▶ _Text excerpt_
+===+

Gluten-Free Chocolate Snack Cake
This moist gluten-free chocolate snack cake recipe couldn’t be easier. You mix and bake it in the same pan! Plus it’s vegan and low in fat!

What Is a Snack Cake?
A snack cake is a small one-layer cake—usually baked in an 8-inch square pan. Made with wholesome ingredients, this cake is a guiltless treat you can prepare in less than an hour!


What Makes It Healthier?
Some basic substitutions help make this cake a bit healthier:
- Apple sauce replaces half of the oil
- Maple syrup replaces cane sugar
- Vinegar and baking soda replace eggs
Additionally, I find Bob’s Red Mill Gluten Free All Purpose Flour works best. Their Gluten-Free 1:1 Baking Flour is great for cookies and pie crust, but it seems to make a gummy cake.
Also, I usually use Enjoy Life Semi-Sweet Mini Chips or Dark Chocolate Morsels. You can sprinkle them on top (see photo above) or mix them in the batter (see below.) Either way, the cake is filled with chocolatey goodness! And it doesn’t get much better than that!
How to Make It Extra Fancy

This gluten-free chocolate snack cake is delicious on its own. But, if you want to make it extra fancy, you can stir the chocolate chips in the batter and top it with Dark Chocolate Avocado Frosting.
This is our go-to combination when we celebrate birthdays for the chocolate lovers in our family.
Gluten Free Chocolate Snack Cake
Ingredients
- 1 2/3 cups gluten-free all purpose flour (I use Bob’s Red Mill)
- 1/4 cup dark cocoa
- 1 tsp. xanthan gum
- 1 tsp. baking soda
- 1/2 tsp. sea salt
- 2 Tbsp. grape seed oil plus enough unsweetened apple sauce to equal 1/3 cup
- 2/3 cup maple syrup
- 1 tsp. vanilla
- 3/4 cup water
- 1 tsp. apple cider vinegar
- 1/2 cup semi-sweet chocolate chips (gluten-free and diary-free)

+===+

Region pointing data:
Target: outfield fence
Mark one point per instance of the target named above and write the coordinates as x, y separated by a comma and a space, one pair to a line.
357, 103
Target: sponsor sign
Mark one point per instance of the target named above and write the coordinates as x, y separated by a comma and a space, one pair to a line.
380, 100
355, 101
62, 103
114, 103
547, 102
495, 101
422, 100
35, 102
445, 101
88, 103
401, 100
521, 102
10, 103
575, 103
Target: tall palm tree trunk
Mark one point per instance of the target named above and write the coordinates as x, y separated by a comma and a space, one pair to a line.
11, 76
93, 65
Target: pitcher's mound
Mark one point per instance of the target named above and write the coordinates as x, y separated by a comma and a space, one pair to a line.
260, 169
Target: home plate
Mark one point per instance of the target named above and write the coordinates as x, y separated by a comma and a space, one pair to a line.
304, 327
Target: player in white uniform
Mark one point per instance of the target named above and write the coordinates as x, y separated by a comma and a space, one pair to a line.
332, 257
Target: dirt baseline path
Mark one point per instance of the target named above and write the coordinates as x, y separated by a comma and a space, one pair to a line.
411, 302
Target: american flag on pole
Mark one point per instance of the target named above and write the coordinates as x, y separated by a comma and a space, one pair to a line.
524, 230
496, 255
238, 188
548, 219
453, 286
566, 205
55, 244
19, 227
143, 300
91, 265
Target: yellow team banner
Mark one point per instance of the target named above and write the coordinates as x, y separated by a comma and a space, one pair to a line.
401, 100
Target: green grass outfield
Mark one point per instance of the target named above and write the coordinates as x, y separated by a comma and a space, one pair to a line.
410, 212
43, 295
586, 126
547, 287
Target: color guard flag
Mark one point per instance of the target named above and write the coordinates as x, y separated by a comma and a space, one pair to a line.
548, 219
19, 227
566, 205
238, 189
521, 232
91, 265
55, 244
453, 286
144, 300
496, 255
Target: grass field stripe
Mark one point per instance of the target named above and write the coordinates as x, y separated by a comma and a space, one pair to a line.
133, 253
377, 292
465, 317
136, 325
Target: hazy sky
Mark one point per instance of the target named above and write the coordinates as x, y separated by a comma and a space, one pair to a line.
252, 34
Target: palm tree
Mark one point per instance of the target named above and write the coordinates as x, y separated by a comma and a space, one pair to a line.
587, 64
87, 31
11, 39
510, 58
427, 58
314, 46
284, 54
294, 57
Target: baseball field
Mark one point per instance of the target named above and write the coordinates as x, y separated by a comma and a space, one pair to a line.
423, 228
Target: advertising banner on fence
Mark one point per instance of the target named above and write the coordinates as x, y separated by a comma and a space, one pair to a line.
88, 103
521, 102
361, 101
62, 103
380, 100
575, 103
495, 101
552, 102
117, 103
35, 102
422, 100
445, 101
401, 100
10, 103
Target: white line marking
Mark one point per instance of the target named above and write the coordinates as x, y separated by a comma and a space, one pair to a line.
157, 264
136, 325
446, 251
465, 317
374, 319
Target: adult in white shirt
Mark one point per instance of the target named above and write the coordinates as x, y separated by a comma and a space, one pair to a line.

+===+

▶ _What to work on_
1: Answer these questions about the chocolate snack cake recipe, one per line.
(a) What pan is a snack cake usually baked in?
(b) What replaces eggs in this cake?
(c) How much maple syrup does the ingredient list call for?
2: Proceed with the chocolate snack cake recipe, continuing it from where it stops.

▶ _Per-task answers_
1:
(a) An 8-inch square pan
(b) Vinegar and baking soda
(c) 2/3 cup

2:
Instructions
- Preheat toaster oven or conventional oven to 350° (I like to use my convection toaster oven)
- Add dry ingredients (except chocolate chips) to an ungreased 8×8 baking dish and mix with a fork until well blended
- Add wet ingredients and continue to mix with a fork – making sure to scrape along bottom and edges of baking dish – until well combined
- Sprinkle chocolate chips on top
- Bake approximately 30 minutes at 350° (if using convection oven) or 35-40 minutes (if using conventional oven) or until a toothpick inserted in the center comes out clean
- Cool in pan on a wire rack for at least one hour prior to cutting
I was wondering if anyone tried to make this without the oil at all. If so did you up the applesauce? Any tips?
If you make it without the oil you would definitely want to up the apple sauce. Try replacing the oil with an equal amount of apple sauce and see how it works. Let me know how it goes!
I was wondering, since this is gluten free. What dark cocoa powder do you use?
Hi Bekah – I use Hershey’s Special Dark Cocoa and my daughter (who has a wheat allergy) hasn’t had a problem with it. However, if you need to be very careful with gluten, I have also used Anthony’s Organic Cocoa Powder – which is certified gluten-free and very tasty.
Is all cocoa powder not gluten free
Hi Rita – while cocoa powder itself does not contain gluten, if it’s processed in the same facility as products that do contain gluten it could contain trace amounts. So depending on your level of sensitivity, you may need to look for cocoa powder that is labeled gluten-free.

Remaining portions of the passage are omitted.